_SET PROBLEM_
From the listing below, copy out every line that contains the string "blue".

Recorded data:
•••••
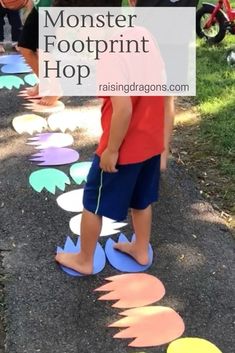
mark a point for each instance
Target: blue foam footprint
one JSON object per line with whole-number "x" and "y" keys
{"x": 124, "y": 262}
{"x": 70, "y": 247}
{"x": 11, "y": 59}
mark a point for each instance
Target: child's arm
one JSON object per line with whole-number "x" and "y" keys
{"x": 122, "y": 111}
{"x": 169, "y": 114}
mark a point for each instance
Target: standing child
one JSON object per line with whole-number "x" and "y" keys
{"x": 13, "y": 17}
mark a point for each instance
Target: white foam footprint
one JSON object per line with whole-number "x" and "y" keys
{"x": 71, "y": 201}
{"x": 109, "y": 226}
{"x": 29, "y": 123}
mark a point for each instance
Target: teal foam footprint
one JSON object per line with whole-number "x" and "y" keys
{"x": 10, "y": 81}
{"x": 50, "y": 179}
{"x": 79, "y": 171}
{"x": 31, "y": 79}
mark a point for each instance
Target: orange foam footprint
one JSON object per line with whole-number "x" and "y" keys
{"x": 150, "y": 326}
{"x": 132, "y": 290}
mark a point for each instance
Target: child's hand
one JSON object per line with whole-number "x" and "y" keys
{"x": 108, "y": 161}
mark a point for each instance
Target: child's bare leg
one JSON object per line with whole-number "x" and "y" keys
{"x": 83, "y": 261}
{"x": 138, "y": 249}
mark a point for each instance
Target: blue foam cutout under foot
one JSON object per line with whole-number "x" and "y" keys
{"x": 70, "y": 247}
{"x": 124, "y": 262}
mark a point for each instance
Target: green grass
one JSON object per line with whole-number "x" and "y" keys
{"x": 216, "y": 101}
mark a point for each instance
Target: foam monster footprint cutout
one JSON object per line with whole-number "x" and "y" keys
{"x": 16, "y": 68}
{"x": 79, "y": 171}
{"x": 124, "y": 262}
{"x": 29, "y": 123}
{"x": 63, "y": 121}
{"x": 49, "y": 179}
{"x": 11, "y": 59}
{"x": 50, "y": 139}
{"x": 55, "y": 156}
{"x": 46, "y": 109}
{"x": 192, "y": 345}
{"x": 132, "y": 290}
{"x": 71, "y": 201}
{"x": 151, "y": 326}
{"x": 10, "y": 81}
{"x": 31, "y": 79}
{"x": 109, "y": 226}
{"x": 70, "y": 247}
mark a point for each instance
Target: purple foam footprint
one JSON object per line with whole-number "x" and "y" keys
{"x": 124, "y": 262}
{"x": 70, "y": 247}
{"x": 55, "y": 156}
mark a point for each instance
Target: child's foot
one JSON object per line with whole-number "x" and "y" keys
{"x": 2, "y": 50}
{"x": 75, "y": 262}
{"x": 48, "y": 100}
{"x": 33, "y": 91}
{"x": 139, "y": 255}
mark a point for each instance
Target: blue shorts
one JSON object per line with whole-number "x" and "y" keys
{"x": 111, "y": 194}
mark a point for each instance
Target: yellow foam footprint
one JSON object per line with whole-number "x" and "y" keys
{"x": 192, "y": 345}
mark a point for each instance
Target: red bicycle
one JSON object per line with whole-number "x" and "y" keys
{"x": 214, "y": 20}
•••••
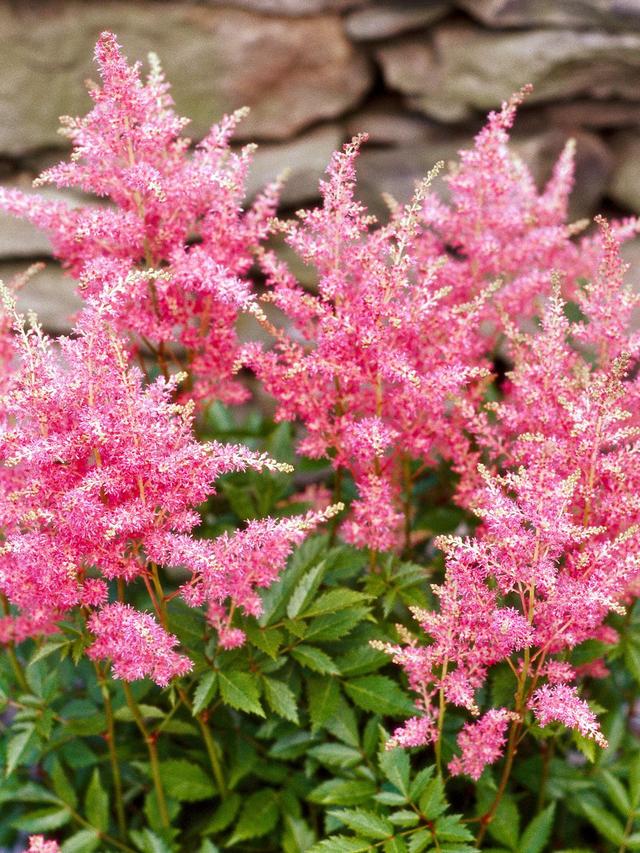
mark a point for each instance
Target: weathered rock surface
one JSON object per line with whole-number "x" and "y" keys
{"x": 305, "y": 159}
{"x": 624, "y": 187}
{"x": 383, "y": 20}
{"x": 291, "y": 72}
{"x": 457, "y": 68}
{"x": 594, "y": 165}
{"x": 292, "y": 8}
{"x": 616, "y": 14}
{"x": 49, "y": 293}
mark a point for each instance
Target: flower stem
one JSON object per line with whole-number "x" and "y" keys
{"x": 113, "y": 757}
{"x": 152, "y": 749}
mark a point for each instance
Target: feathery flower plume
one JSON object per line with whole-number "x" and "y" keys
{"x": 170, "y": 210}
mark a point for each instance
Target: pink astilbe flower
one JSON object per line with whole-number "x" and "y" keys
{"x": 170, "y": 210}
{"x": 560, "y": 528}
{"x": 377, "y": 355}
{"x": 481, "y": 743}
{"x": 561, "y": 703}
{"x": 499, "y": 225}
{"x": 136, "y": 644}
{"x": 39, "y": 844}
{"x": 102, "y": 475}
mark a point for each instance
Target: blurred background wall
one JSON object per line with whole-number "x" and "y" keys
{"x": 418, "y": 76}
•••••
_ANSWER BELOW_
Target: blue foam footprint
Target: blue foam cutout under foot
Target: blue shorts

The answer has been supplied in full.